▸ **KUTIPAN HALAMAN**
——

Pada saat kedatangan Sekutu (AFNEI) yang
dipimpin oleh Letjen. Sir Phillip Christison, Christison akhirnya mengakui kedaulatan Indonesia
secara de facto setelah mengadakan pertemuan dengan Presiden Soekarno.
Presiden Soekarno juga berusaha menyelesaikan krisis di Surabaya. Namun akibat
provokasi yang dilancarkan pasukan NICA (Belanda) yang membonceng Sekutu (di bawah
Inggris), meledaklah Peristiwa
10 November 1945 di
Surabaya dan gugurnya Brigadir Jenderal A.W.S Mallaby.
Karena banyak provokasi di Jakarta pada waktu itu, Presiden Soekarno
akhirnya memindahkan Ibukota Republik Indonesia dari Jakarta ke Yogyakarta.
Diikuti wakil presiden dan pejabat tinggi negara lainnya.
Kedudukan Presiden Soekarno menurut UUD 1945
adalah kedudukan Presiden selaku kepala pemerintahan dan kepala negara (presidensiil/single
executive). Selama revolusi kemerdekaan, sistem pemerintahan berubah
menjadi semipresidensiil/double executive. Presiden Soekarno sebagai
Kepala Negara dan Sutan Syahrir sebagai Perdana Menteri/Kepala Pemerintahan.
Hal itu terjadi karena adanya maklumat wakil presiden No X, dan maklumat
pemerintah bulan November 1945 tentang partai politik. Hal ini ditempuh agar
Republik Indonesia dianggap negara yang lebih demokratis.

——

▸ **DATA YANG DIBERIKAN**
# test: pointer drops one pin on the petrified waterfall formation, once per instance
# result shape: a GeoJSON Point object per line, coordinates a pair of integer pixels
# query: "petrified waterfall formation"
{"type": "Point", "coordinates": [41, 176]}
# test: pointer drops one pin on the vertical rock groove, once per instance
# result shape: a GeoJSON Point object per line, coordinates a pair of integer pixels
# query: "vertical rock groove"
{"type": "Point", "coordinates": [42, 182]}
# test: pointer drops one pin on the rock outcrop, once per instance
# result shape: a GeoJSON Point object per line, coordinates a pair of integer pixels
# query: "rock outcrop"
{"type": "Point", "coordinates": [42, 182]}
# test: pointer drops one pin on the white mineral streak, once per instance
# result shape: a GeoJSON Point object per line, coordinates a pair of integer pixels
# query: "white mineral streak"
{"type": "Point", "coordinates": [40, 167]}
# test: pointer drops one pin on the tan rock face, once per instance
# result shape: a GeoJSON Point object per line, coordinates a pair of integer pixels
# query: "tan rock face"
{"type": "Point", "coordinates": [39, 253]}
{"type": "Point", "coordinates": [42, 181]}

——

▸ **PETUNJUK KERJA**
a: Tentukan apakah setiap pernyataan berikut sesuai dengan kutipan tentang Soekarno: (i) Christison mengakui kedaulatan Indonesia secara de facto setelah bertemu Presiden Soekarno; (ii) ibu kota Republik Indonesia dipindahkan dari Yogyakarta ke Jakarta; (iii) selama revolusi kemerdekaan, Sutan Syahrir menjadi Kepala Negara. Jawab ya atau tidak untuk masing-masing, disertai kutipan persis dari teks yang menjadi dasarnya.
b: Teruskan kutipan tentang Soekarno, dimulai tepat setelah kalimat terakhirnya.
Data tersebut diambil dari sumber yang berbeda.

▸ **JAWABAN TUGAS**
a:
(i) Ya: "Christison akhirnya mengakui kedaulatan Indonesia secara de facto setelah mengadakan pertemuan dengan Presiden Soekarno."
(ii) Tidak: "memindahkan Ibukota Republik Indonesia dari Jakarta ke Yogyakarta."
(iii) Tidak: "Sutan Syahrir sebagai Perdana Menteri/Kepala Pemerintahan."

b:
4.
Masa Kemerdekaan
Setelah Pengakuan Kedaulatan (Pemerintah Belanda menyebutkan sebagai Penyerahan
Kedaulatan), Presiden Soekarno diangkat sebagai Presiden Republik Indonesia
Serikat (RIS) dan Mohammad Hatta diangkat sebagai perdana menteri RIS. Jabatan
Presiden Republik Indonesia diserahkan kepada Mr Assaat, yang kemudian dikenal sebagai RI Jawa-Yogya. Namun
karena tuntutan dari seluruh rakyat Indonesia yang ingin kembali ke negara
kesatuan, maka pada tanggal 17 Agustus 1950, RIS kembali berubah menjadi Republik
Indonesia dan Presiden Soekarno menjadi Presiden RI. Mandat Mr Assaat sebagai
pemangku jabatan Presiden RI diserahkan kembali kepada Ir. Soekarno. Resminya
kedudukan Presiden Soekarno adalah presiden konstitusional, tetapi pada
kenyataannya kebijakan pemerintah dilakukan setelah berkonsultasi dengannya.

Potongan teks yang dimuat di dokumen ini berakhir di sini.